[STATED GOAL A]
From the toy sound-device claims below, write out word for word the stretch from "9. The sound-producing" through "said squeaker device.".
** Begin TEXT EXCERPT **
7. The sound-producing device according to claim 5, wherein said cylindrical exterior surface of said carriage is sized to slide with respect to said cylindrical interior surface of said housing in a free running fit.

8. A sound-producing device for a toy, said sound-producing device comprising: a housing, said housing comprising an interior surface with a first helical-shaped tracking thread and a second helical-shaped tracking thread protruding therefrom; a carriage, a first opening in an exterior surface of said carriage defining a first helical shaped recess configured to receive and track along said first helical-shaped tracking thread, and a second opening in the exterior surface of said carriage defining a second helical shaped recess configured to receive and track along said second helical-shaped tracking thread; said carriage comprising an opening configured to receive a squeaker device therein; and wherein when air is caused to flow in a first direction through said housing, said carriage moves according to a pitch of said first and second helical tracking threads of said housing, changing a frequency of sound produced by said squeaker device in accordance with said movement.

9. The sound-producing device according to claim 8, wherein said movement of said carriage according to a pitch of said helical tracking threads of said housing causes said carriage to rotate, and to also translate in the first direction, according to a pitch of said helical thread.

10. The sound-producing device according to claim 9, wherein when air is caused to flow in a second direction through said housing, said carriage moves in the second direction according to said pitch of said helical tracking thread, changing the frequency of sound produced by said squeaker device.

11. The sound-producing device according to claim 10, wherein said interior surface of said housing comprises a cylindrical surface.
** End TEXT EXCERPT **
** Begin MATERIAL SUPPLIED **
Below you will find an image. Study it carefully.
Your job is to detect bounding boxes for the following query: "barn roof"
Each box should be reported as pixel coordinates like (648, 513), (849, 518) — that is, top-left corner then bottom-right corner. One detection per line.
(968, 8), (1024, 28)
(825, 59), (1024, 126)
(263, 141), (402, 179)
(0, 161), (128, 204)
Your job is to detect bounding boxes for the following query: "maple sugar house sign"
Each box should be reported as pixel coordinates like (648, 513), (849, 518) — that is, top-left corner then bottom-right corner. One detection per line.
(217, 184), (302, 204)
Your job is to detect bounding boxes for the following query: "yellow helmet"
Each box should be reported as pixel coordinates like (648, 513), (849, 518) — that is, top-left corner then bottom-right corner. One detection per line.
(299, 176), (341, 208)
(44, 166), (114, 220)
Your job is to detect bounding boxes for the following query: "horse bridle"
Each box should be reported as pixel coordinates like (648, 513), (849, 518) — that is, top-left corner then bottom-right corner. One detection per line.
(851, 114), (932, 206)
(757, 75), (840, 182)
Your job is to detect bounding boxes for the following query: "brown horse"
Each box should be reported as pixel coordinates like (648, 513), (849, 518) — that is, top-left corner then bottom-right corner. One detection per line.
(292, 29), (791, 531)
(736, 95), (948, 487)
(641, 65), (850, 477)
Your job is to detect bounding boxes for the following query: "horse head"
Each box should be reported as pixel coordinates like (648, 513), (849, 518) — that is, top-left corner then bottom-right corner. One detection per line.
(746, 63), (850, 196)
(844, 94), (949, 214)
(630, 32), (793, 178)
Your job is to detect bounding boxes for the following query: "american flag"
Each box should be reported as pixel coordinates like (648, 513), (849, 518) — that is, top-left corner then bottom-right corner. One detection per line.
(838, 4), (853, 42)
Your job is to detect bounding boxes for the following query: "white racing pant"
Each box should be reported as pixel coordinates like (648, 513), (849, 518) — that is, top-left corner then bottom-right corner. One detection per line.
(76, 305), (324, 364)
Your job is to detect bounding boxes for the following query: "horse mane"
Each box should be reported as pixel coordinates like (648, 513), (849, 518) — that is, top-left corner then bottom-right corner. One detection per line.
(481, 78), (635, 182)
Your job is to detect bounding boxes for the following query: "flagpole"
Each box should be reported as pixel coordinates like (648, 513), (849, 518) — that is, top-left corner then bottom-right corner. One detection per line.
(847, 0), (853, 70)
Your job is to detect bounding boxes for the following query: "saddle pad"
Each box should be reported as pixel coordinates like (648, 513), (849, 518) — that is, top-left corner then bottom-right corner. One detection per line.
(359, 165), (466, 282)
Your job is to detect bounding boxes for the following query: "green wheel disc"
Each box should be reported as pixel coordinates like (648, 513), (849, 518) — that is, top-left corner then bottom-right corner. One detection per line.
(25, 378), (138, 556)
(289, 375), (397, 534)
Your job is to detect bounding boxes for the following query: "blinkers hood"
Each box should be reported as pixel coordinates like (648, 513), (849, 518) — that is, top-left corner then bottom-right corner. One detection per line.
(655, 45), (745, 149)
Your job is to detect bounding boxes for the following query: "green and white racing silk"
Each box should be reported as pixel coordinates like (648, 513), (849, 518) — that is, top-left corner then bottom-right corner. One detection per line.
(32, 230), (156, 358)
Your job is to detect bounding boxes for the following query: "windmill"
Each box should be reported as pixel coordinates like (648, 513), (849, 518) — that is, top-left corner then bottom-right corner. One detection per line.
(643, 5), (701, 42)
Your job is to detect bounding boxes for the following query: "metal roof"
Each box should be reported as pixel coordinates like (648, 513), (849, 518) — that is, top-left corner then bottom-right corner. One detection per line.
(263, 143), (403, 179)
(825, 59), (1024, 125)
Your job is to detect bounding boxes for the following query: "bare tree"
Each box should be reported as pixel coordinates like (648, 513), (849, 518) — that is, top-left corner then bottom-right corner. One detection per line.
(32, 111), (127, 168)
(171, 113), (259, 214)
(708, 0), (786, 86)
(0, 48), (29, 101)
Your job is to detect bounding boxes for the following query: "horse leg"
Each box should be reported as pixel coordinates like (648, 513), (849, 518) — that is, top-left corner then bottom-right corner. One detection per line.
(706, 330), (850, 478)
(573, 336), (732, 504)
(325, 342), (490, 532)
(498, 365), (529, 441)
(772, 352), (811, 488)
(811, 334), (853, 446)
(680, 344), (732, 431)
** End MATERIAL SUPPLIED **
[STATED GOAL B]
Gather every line of the entries above that contains the string "green", matching case exactly.

[EXPECTED OUTPUT A]
9. The sound-producing device according to claim 8, wherein said movement of said carriage according to a pitch of said helical tracking threads of said housing causes said carriage to rotate, and to also translate in the first direction, according to a pitch of said helical thread.

10. The sound-producing device according to claim 9, wherein when air is caused to flow in a second direction through said housing, said carriage moves in the second direction according to said pitch of said helical tracking thread, changing the frequency of sound produced by said squeaker device.

[EXPECTED OUTPUT B]
Your job is to detect bounding boxes for the following query: "green wheel disc"
Your job is to detect bounding boxes for the following query: "green and white racing silk"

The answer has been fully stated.